Re: A Penny For Your Thoughts!

Post by TNT1999 »

Unfortunately, you aren't the only ones going through all of this, but fortunately you have found the place where so many others are. Legal and surgical decisions are not easy.

As far as legal goes, here's my advice. I suggest that you seek an opinion or 2-3 opinions from attny's experienced with BPIs. Get the records or have them get the records and see what the attnys say before making a decision. You might all agree that there wasn't medical negligence OR you might all agree that there was medical negligence and decide to pursue it. I truly respect individuals' choices as to whether or not they want to sue, but I do feel that we owe it to our children to at least make an educated decision. I wrote up something pretty extensively on this here and Francine added it to her legal page -- http://www.injurednewborn.com/maia/attorney.html. It is the 2nd experience listed in the section of helpful posts from the UBPN board. There's also some other great info there as well that I recommend you read. (Thanks, Francine, for putting that on your page so I don't have to repeat myself.)

=== INSTRUCTIONS TO FOLLOW ===
Copy out the forum reply about seeking attorneys' opinions word for word, in full.

=== SOURCE MATERIAL ===
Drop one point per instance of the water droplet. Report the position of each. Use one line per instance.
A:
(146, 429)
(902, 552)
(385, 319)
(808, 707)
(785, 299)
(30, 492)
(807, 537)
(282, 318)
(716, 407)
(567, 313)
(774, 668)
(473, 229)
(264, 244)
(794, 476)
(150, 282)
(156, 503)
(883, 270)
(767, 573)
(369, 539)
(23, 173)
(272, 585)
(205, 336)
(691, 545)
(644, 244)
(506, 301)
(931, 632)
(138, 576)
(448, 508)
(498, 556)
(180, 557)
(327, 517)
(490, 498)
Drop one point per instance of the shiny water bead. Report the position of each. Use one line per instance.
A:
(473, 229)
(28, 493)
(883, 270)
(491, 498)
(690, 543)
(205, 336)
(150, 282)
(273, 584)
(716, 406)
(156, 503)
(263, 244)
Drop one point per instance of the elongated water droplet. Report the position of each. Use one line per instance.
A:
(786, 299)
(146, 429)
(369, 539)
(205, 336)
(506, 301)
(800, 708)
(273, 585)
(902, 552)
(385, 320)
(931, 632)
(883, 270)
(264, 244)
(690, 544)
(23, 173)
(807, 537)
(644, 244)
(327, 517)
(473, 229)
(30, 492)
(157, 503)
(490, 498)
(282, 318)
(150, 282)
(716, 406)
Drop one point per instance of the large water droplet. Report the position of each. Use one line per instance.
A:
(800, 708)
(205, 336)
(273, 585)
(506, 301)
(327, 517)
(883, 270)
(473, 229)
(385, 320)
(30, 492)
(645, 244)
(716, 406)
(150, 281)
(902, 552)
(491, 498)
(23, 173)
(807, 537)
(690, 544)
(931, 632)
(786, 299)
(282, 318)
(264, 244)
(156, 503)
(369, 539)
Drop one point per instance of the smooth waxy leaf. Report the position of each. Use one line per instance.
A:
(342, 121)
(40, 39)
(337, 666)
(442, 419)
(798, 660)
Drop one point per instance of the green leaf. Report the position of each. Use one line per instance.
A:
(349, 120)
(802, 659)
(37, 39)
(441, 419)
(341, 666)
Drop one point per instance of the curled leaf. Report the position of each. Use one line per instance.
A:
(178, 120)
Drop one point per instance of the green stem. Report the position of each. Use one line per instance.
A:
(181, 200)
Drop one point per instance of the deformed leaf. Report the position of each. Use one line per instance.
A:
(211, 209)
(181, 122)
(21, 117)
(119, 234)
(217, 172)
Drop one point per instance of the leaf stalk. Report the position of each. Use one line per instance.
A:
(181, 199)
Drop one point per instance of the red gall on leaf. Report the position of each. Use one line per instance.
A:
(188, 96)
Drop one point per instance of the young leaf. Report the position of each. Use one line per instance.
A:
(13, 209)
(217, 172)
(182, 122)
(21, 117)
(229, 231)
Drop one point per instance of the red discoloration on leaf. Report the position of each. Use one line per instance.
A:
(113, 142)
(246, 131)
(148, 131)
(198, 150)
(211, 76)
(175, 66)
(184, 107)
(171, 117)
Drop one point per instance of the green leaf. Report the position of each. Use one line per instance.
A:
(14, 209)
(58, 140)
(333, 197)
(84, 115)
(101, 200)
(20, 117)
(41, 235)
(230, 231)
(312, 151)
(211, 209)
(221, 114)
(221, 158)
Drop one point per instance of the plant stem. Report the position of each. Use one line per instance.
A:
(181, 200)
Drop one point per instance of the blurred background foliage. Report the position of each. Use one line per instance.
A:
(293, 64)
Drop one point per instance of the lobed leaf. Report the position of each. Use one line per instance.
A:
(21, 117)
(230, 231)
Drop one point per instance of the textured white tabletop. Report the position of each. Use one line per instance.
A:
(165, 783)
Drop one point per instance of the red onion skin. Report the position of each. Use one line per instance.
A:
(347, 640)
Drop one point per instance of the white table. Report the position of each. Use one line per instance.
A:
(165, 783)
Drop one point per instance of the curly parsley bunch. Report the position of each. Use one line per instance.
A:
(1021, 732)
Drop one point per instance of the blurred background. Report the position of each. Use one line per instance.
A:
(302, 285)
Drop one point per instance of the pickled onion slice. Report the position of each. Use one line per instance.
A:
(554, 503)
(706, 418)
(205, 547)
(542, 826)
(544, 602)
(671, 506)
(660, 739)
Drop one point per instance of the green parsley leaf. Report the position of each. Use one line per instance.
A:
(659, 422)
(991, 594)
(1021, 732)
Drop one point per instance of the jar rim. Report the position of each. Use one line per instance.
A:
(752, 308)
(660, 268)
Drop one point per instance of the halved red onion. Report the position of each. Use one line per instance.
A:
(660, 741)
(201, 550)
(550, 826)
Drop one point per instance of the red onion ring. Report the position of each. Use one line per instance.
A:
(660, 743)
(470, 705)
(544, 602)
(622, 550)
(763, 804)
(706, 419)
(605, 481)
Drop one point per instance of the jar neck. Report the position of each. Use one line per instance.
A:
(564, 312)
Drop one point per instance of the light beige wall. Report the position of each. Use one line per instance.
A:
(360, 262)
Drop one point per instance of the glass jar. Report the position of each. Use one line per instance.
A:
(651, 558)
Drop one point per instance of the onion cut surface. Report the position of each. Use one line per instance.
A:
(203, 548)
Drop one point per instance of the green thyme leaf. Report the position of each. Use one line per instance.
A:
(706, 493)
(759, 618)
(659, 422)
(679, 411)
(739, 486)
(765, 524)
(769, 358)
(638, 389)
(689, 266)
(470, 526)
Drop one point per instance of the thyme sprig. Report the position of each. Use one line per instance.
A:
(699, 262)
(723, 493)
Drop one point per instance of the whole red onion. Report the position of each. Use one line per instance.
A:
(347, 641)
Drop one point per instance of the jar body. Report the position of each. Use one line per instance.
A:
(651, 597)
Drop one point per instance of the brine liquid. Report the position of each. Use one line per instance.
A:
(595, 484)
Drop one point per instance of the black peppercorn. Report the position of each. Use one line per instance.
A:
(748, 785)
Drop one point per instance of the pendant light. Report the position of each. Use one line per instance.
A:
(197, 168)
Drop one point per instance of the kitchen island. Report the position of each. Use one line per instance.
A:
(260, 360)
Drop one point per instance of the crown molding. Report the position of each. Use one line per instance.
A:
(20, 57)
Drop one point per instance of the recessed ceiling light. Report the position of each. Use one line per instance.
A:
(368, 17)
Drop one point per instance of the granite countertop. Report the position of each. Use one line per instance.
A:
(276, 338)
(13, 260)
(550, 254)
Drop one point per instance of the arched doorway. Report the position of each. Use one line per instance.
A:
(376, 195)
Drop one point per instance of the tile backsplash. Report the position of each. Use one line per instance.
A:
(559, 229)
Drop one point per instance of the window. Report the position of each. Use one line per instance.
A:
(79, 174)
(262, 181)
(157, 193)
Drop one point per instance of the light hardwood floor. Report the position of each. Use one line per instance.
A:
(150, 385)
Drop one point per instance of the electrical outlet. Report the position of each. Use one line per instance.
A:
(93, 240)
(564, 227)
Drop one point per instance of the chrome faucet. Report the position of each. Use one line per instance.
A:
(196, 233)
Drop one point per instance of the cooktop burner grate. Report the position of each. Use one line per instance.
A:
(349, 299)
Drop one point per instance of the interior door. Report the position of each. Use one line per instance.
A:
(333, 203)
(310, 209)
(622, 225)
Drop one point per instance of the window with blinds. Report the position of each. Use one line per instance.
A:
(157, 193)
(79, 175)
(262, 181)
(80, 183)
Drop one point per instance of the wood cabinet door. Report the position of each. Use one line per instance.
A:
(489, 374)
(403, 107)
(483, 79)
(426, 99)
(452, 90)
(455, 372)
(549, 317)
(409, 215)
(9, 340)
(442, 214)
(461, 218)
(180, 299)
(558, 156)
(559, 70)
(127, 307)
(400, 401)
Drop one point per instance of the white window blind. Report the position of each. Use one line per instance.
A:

=== RESPONSE BELOW ===
Re: A Penny For Your Thoughts!

Post by TNT1999 »

Unfortunately, you aren't the only ones going through all of this, but fortunately you have found the place where so many others are. Legal and surgical decisions are not easy.

As far as legal goes, here's my advice. I suggest that you seek an opinion or 2-3 opinions from attny's experienced with BPIs. Get the records or have them get the records and see what the attnys say before making a decision. You might all agree that there wasn't medical negligence OR you might all agree that there was medical negligence and decide to pursue it. I truly respect individuals' choices as to whether or not they want to sue, but I do feel that we owe it to our children to at least make an educated decision. I wrote up something pretty extensively on this here and Francine added it to her legal page -- http://www.injurednewborn.com/maia/attorney.html. It is the 2nd experience listed in the section of helpful posts from the UBPN board. There's also some other great info there as well that I recommend you read. (Thanks, Francine, for putting that on your page so I don't have to repeat myself.)